— Data supplied —
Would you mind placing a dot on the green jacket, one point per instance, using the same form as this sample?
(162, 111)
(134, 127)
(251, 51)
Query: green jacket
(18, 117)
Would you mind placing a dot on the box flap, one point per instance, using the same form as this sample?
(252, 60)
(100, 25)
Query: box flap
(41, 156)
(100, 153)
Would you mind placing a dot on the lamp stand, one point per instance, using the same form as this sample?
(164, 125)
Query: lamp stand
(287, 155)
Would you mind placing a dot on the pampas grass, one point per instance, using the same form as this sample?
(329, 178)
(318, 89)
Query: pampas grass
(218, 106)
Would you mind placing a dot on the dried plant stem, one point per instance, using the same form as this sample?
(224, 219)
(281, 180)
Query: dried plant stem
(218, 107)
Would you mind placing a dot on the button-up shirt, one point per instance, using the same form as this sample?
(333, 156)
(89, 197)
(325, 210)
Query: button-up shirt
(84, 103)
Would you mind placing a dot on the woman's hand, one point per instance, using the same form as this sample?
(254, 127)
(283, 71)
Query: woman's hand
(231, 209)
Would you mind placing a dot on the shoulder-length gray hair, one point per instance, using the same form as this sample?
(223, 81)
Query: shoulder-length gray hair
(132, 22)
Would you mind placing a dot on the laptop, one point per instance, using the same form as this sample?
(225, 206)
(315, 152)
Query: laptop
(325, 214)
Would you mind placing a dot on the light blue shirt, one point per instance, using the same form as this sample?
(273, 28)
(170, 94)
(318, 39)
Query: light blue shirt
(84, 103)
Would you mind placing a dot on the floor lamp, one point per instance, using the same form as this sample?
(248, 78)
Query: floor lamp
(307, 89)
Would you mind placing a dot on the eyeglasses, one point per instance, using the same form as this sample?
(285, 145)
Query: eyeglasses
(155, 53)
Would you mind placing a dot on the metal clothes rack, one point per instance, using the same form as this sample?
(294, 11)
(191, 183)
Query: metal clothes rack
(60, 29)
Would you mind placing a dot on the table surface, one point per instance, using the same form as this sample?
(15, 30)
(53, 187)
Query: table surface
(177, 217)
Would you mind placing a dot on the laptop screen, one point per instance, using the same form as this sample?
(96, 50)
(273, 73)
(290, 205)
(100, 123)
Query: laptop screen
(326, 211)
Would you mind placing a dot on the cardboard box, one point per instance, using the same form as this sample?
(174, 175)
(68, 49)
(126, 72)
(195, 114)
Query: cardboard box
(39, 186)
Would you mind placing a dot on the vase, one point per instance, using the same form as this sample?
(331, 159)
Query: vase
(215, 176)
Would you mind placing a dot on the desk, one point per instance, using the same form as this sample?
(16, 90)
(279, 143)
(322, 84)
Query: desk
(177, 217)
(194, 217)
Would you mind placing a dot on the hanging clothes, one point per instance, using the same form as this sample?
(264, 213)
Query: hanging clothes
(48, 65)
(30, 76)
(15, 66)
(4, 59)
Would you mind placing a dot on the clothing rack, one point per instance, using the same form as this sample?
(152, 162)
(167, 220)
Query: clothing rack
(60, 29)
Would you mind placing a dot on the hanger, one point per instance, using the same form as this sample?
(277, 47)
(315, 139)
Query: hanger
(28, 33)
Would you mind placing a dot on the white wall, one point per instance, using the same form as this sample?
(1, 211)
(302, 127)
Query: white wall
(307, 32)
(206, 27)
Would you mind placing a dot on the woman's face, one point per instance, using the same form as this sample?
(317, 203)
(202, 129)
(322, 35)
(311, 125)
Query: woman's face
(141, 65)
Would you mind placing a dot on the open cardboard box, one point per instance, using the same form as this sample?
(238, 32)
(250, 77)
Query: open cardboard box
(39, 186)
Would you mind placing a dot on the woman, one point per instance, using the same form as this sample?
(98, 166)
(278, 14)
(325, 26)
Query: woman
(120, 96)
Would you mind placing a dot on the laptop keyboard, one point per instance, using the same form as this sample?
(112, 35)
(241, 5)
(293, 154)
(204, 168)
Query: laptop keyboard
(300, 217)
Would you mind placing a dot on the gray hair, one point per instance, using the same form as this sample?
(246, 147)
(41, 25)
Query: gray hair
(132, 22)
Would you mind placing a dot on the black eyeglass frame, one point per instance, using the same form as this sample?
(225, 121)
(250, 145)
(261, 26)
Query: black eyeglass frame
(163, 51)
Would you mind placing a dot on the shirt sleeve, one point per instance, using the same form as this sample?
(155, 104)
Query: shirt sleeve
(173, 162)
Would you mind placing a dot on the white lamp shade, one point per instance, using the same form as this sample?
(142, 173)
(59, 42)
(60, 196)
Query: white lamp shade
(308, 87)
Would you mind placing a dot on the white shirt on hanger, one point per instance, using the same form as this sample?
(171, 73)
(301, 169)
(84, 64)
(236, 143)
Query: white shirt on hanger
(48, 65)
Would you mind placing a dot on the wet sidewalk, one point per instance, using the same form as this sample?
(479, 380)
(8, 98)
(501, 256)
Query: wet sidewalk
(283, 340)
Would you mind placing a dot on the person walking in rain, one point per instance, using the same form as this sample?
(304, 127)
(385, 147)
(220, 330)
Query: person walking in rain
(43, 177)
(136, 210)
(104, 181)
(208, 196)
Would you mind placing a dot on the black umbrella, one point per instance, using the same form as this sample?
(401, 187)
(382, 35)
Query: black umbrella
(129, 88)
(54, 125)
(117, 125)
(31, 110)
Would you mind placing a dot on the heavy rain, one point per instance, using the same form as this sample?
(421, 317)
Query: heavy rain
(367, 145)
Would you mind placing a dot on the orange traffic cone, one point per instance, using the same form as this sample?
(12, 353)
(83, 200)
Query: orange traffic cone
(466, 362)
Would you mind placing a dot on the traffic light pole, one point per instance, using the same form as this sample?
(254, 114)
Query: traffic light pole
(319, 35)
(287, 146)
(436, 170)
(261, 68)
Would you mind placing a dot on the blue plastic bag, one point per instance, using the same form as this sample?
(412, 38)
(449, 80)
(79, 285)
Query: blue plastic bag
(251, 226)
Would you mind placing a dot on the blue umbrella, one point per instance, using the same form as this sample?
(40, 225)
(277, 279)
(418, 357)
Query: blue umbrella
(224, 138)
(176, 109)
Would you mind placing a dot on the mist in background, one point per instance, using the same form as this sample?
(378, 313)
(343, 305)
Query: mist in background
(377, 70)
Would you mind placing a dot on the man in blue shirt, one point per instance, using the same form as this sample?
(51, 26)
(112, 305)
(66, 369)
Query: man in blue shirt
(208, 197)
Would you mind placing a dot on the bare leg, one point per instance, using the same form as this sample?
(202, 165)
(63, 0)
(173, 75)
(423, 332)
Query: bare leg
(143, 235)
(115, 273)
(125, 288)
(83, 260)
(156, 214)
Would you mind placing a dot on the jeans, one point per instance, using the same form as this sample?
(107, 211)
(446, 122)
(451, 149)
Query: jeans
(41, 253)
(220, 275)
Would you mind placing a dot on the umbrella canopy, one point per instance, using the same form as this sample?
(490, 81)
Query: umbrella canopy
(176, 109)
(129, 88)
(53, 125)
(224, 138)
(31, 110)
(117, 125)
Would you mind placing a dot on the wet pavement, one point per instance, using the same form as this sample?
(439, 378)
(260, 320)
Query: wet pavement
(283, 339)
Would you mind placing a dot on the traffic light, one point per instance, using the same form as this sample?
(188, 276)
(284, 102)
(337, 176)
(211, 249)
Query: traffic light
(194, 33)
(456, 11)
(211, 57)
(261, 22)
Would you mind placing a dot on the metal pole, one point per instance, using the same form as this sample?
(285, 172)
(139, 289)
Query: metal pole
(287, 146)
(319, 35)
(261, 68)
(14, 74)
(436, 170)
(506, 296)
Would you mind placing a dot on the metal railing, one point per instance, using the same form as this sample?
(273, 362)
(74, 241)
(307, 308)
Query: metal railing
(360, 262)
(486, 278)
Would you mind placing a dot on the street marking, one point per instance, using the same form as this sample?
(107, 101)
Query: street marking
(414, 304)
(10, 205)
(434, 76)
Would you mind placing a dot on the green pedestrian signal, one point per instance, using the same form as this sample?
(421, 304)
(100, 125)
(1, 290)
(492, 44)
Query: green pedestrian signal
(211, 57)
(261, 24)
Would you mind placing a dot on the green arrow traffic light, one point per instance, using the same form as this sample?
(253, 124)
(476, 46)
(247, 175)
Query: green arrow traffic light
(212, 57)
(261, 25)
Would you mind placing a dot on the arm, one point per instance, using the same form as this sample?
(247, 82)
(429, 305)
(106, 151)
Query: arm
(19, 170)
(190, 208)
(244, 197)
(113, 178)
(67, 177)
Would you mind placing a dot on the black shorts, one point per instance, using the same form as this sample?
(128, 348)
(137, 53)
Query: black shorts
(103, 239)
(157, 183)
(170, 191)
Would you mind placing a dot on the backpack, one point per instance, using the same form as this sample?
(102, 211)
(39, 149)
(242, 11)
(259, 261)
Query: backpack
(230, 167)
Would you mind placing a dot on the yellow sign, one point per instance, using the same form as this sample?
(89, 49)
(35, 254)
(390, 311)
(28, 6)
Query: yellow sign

— Exercise objective —
Count how many lines of the listing include "yellow". Nothing but the number is wanted.

— Task result —
2